Short exercise: In the lines below, find the one that contains "Annotation task — locate each instance of the white column" and write it out exactly, along with every line that follows it.
## Start Data excerpts
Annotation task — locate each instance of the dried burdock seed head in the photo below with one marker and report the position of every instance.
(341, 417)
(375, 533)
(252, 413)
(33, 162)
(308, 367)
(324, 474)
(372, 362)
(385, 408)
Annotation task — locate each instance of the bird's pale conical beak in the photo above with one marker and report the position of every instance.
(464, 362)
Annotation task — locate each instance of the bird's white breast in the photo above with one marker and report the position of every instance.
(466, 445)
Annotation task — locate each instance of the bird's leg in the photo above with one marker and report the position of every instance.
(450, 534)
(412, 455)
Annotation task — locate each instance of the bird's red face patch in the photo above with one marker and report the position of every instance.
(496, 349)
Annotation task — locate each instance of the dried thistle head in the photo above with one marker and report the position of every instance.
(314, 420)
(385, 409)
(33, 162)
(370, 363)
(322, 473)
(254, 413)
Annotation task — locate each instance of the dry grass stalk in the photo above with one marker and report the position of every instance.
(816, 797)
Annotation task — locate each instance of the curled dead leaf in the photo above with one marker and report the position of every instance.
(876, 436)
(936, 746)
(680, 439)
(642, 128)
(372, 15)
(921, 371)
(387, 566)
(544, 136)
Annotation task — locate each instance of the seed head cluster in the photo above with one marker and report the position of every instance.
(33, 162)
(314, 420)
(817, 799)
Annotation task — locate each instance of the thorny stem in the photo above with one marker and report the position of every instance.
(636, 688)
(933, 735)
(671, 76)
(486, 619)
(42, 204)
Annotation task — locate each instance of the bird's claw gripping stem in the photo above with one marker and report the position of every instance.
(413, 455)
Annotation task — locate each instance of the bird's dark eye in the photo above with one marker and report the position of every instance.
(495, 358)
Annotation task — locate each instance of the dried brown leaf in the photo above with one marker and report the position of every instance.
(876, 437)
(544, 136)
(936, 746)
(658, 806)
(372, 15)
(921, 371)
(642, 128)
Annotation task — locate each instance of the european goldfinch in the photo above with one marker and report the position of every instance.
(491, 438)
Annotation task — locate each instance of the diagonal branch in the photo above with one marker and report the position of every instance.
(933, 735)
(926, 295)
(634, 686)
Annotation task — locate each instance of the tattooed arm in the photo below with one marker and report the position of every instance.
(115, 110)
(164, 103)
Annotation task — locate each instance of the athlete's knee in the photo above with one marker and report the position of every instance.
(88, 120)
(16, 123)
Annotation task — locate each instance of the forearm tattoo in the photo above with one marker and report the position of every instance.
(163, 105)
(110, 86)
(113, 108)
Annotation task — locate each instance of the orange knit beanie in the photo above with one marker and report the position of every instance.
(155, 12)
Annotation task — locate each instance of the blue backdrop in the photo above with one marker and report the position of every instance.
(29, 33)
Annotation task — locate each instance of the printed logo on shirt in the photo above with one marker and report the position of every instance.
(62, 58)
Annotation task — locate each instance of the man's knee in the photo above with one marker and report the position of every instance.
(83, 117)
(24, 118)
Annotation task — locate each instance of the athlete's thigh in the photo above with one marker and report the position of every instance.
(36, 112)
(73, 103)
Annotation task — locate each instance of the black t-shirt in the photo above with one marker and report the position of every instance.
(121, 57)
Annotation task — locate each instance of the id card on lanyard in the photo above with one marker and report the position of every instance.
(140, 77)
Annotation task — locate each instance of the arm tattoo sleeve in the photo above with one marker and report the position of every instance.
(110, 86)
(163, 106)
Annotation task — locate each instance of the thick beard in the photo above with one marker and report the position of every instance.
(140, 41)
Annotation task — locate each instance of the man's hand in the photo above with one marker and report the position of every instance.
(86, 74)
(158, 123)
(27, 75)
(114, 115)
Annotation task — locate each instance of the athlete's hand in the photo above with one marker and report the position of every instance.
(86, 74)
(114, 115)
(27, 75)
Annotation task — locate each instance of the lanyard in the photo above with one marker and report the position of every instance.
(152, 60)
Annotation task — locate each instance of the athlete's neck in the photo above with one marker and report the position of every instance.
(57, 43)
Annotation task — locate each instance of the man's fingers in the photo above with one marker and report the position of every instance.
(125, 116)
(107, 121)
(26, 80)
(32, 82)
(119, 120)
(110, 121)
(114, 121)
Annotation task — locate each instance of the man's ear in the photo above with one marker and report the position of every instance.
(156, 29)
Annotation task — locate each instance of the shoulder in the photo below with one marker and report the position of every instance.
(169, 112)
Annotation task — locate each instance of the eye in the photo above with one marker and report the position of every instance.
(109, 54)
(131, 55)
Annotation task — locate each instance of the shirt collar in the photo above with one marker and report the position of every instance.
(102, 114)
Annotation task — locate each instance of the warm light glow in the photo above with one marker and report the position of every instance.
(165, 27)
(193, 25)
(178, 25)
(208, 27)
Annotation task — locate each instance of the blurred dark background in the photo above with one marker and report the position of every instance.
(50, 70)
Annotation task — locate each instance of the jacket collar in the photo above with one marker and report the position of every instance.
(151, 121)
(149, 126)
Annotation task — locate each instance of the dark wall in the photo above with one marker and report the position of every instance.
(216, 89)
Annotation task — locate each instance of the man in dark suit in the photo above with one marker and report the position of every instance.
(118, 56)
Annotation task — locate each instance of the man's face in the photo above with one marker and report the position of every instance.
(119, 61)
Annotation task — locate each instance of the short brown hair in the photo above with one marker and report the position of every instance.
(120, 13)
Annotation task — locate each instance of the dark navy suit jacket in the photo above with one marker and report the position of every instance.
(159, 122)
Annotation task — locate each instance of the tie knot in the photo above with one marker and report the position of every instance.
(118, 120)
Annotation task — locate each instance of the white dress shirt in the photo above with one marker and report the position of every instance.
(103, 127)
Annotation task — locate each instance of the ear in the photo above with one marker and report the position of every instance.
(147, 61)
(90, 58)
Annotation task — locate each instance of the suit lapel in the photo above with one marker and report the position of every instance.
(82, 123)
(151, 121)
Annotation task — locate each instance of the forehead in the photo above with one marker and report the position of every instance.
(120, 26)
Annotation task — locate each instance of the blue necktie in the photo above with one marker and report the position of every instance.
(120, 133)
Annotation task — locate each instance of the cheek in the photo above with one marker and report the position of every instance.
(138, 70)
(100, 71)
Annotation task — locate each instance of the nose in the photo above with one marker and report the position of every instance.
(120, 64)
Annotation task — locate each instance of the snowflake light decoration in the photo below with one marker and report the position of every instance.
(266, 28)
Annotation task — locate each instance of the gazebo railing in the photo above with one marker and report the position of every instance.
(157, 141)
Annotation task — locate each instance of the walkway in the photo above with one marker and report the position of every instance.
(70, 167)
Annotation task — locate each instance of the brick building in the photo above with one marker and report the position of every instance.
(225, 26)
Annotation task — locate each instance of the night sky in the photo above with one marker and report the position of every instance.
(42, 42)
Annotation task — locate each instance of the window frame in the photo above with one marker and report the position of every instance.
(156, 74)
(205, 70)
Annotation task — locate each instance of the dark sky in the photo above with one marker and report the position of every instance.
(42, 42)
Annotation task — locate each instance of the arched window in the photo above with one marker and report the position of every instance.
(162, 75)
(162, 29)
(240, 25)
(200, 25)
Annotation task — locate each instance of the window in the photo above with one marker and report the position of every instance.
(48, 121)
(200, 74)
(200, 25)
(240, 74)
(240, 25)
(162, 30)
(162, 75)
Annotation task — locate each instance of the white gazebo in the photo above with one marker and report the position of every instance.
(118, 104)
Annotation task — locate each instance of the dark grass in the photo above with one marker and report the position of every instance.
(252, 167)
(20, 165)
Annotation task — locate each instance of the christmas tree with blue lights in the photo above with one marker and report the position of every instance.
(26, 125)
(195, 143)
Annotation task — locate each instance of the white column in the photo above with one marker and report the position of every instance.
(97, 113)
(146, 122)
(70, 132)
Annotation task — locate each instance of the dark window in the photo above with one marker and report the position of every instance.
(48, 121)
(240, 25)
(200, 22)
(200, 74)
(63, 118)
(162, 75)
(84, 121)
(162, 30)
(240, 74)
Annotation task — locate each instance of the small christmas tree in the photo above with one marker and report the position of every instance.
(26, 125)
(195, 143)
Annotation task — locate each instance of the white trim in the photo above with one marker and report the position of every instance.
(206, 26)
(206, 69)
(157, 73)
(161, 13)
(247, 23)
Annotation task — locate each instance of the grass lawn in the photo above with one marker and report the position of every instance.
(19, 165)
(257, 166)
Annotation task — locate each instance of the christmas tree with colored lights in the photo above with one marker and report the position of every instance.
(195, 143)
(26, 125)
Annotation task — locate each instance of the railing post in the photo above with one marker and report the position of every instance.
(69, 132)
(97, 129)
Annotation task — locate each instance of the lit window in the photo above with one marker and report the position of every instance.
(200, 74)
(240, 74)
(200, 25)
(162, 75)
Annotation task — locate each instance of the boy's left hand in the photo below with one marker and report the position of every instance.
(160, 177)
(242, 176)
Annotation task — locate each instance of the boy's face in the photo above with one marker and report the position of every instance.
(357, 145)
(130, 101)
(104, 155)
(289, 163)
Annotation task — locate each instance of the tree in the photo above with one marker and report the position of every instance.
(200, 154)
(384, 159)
## End Data excerpts
Problem solution:
Annotation task — locate each instance of the white column in the photo above with one marker and report the position of every instance.
(97, 113)
(146, 122)
(70, 132)
Annotation task — locate each instance of the dark window in the photo above with one marker and report the position of every instance.
(48, 121)
(240, 25)
(200, 22)
(200, 74)
(63, 118)
(162, 75)
(84, 121)
(162, 30)
(240, 74)
Annotation task — locate each instance of the small christmas tree in the photo above with one marker and report the position of every instance.
(26, 125)
(195, 143)
Annotation task — locate each instance of the white trim in the photo above with one marker and report the position of every instance.
(206, 26)
(206, 69)
(157, 73)
(161, 13)
(247, 23)
Annotation task — locate each instance of the grass lawn in the photo above with one marker and report the position of every instance.
(19, 165)
(257, 166)
Annotation task — locate each instance of the christmas tree with colored lights in the photo above with one marker and report the position of every instance.
(195, 143)
(26, 125)
Annotation task — locate each instance of the railing post in the photo above with one marker and report the position of every instance.
(69, 132)
(97, 129)
Annotation task — locate each instance of the lit window in the photo above with one marker and report the position of every instance.
(200, 74)
(240, 74)
(200, 25)
(162, 75)
Annotation task — locate each instance of the boy's left hand in the photo below with one marker and report the position of every instance.
(160, 177)
(242, 176)
Annotation task — locate each instance of the boy's face in the photo above with one marker and report the position of every instance.
(357, 145)
(130, 101)
(104, 155)
(289, 163)
Annotation task — locate each instance of the tree in the photo above with one marker and report the position of every instance.
(200, 154)
(384, 159)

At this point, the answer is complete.